● The input
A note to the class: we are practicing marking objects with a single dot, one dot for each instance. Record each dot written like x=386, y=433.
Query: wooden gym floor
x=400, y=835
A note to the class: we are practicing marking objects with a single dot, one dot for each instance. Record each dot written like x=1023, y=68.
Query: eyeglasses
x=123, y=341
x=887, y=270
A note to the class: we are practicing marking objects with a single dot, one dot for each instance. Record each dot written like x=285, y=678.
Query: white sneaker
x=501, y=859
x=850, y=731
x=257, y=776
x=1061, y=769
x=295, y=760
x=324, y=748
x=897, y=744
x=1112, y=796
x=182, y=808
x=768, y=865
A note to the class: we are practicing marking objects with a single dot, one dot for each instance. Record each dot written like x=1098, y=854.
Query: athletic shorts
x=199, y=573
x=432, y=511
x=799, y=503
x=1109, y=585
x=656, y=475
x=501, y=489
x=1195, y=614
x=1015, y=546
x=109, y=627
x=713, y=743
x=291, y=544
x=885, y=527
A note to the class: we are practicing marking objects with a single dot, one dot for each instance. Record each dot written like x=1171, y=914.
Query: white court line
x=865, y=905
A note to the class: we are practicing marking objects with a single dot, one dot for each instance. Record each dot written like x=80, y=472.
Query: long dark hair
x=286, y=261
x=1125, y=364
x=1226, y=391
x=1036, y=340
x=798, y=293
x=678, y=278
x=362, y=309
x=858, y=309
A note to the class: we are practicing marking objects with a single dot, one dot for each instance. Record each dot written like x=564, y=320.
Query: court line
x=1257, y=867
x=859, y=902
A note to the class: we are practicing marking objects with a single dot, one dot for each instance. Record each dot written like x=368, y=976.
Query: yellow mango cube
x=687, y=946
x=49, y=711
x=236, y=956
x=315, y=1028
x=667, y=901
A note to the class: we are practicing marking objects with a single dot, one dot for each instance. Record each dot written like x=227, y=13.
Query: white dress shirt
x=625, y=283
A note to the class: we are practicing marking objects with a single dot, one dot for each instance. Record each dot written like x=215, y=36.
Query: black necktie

● Assignment
Could you quote, exactly as they appear, the line containing "like x=227, y=13." and every line after it to the end of the records above?

● Solution
A note to the class: we are practicing marking objects with a single dot, one dot for each instance. Record each dot written like x=227, y=13.
Query: white dress shirt
x=625, y=283
A note to the class: we are practicing marking objects with a single dot, one dot for each instance. Record each dot written like x=215, y=36.
Query: black necktie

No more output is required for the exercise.